[start of Excerpted text]

# Poe 2nd Annual Cask of Amontillado Event - Baltimore, MD - March 27, 2010



## Johnny Thunder (Feb 24, 2006)

My friend The Evil Squire passed along this cool information that I thought I would share with any of our above 21 yr old members -

Wine, art, many wonderful performances, palm reading - and who wouldn't want their picture taken with Poe's corpse? I mean, c'mon!

http://www.poebicentennial.com/events.html


----------



## Hauntiholik (May 17, 2006)

> Join us on Saturday, March 27th for the 2nd Annual AMONTILLADO WINE TASTING EVENT-WINE TASTING AMONG THE BONES 2010 at Westminster Hall, the burial place of Edgar Allan Poe.
> 
> Featuring WOODHALL WINE CELLARS and LUSTAU SHERRY, join The Wine Coach, LAURIE FORSTER, for an afternoon of wonderful wine tasting, fun art, entertainment, and tours of the catacombs beneath Westminster Hall!

[end of Excerpted text]
[start of Provided information]

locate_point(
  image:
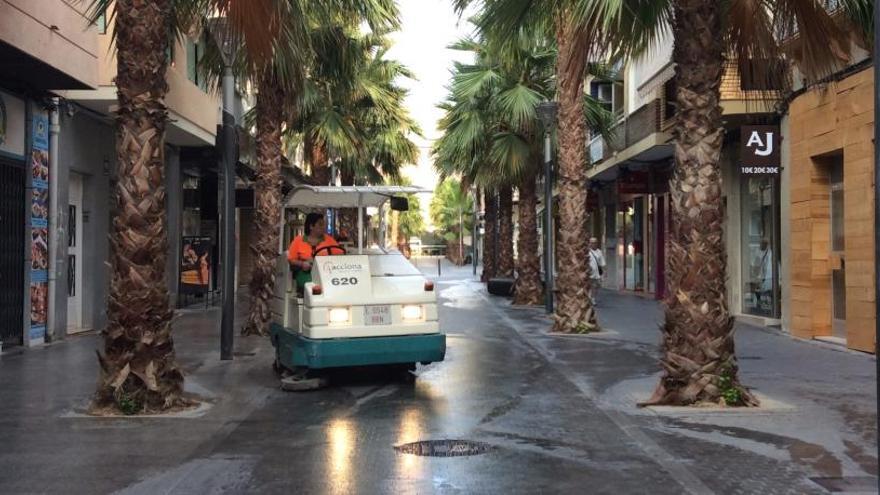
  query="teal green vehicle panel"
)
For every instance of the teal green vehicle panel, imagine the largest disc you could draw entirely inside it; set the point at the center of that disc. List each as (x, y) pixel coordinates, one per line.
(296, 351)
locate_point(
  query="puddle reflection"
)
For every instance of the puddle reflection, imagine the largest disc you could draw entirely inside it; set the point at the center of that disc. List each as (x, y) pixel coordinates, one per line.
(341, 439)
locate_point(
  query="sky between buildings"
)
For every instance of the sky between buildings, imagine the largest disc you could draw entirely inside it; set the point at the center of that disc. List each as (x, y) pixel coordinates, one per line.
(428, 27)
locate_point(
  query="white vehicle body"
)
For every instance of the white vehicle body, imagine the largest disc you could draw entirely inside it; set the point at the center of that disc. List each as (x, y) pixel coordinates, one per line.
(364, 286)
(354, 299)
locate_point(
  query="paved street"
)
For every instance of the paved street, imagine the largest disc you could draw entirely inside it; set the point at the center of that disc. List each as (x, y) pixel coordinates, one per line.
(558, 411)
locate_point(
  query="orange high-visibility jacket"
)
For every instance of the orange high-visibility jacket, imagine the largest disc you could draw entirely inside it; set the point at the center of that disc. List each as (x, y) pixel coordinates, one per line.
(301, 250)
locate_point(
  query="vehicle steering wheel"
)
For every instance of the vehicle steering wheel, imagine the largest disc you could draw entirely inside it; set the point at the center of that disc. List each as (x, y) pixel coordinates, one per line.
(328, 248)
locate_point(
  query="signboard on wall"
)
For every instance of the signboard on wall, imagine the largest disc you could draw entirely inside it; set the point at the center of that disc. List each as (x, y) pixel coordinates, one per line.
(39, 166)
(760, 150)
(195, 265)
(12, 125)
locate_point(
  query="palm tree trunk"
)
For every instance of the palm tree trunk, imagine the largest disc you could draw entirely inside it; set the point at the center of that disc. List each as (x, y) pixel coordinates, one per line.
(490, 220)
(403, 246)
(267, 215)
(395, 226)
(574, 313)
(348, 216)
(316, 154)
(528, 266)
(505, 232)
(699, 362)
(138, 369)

[end of Provided information]
[start of Provided information]

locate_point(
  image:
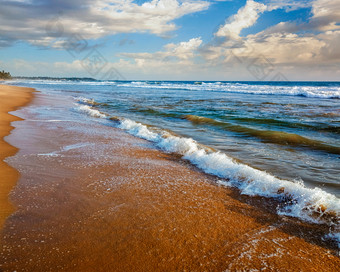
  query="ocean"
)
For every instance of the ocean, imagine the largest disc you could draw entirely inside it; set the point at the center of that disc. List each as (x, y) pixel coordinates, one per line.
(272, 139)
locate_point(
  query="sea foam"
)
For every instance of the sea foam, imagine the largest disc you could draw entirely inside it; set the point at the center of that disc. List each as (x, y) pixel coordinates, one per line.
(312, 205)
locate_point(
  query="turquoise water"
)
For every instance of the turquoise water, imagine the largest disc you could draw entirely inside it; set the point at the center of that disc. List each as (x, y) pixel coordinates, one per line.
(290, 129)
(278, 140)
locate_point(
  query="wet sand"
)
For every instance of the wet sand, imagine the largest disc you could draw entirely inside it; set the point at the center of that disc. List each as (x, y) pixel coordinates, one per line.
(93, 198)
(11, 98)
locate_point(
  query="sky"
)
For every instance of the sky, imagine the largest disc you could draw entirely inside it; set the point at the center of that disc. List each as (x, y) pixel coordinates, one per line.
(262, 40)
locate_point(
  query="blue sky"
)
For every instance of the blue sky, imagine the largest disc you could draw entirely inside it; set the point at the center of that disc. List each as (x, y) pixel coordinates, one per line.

[end of Provided information]
[start of Provided information]

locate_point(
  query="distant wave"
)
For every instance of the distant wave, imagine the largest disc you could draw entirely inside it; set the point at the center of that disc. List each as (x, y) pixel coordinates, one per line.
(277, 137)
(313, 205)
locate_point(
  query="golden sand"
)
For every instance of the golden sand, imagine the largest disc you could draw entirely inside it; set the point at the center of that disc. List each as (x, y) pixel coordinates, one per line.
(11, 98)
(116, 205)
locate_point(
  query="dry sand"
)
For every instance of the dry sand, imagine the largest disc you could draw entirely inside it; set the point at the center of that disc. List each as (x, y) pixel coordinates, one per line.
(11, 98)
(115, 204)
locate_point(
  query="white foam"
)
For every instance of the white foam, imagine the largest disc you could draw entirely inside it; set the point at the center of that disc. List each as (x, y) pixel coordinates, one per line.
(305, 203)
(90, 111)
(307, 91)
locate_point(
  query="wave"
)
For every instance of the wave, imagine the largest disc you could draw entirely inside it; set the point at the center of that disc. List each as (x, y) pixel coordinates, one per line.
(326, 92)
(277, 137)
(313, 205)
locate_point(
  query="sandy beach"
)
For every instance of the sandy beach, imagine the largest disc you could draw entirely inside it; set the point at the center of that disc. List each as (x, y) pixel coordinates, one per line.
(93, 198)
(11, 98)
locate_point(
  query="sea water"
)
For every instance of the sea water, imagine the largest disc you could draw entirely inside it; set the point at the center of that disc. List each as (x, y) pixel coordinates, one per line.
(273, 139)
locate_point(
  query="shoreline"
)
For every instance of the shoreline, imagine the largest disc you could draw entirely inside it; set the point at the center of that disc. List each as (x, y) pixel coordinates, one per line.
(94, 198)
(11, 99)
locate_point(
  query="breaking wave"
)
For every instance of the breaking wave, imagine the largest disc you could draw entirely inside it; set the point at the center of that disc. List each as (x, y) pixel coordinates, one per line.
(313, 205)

[end of Provided information]

* **Actions to take**
A: According to the thread about the Poe wine tasting event, what building hosts the event?
B: Using the thread about the Poe wine tasting event, explain how Johnny Thunder came to post the event information and whom he meant it for.
C: Pick up the thread about the Poe wine tasting event from the point where it ends.
The lines above have no connection to the thread about the Poe wine tasting event.

* **Task-by-task answers**
A: Westminster Hall, the burial place of Edgar Allan Poe.

B: His friend The Evil Squire passed the information along to him. He then decided to share it with the forum's members who are over 21.

C:
> 
> ...


Information was taken from http://poebicentennial.com/blog.html


----------



## RoxyBlue (Oct 6, 2008)

This is not far from us, but of course, because there is something cool going on, I have something already scheduled for the early evening that day - grrrr!


----------



## RoxyBlue (Oct 6, 2008)

JT, if you happen to do a road trip for this, be sure to let us know.


----------



## Johnny Thunder (Feb 24, 2006)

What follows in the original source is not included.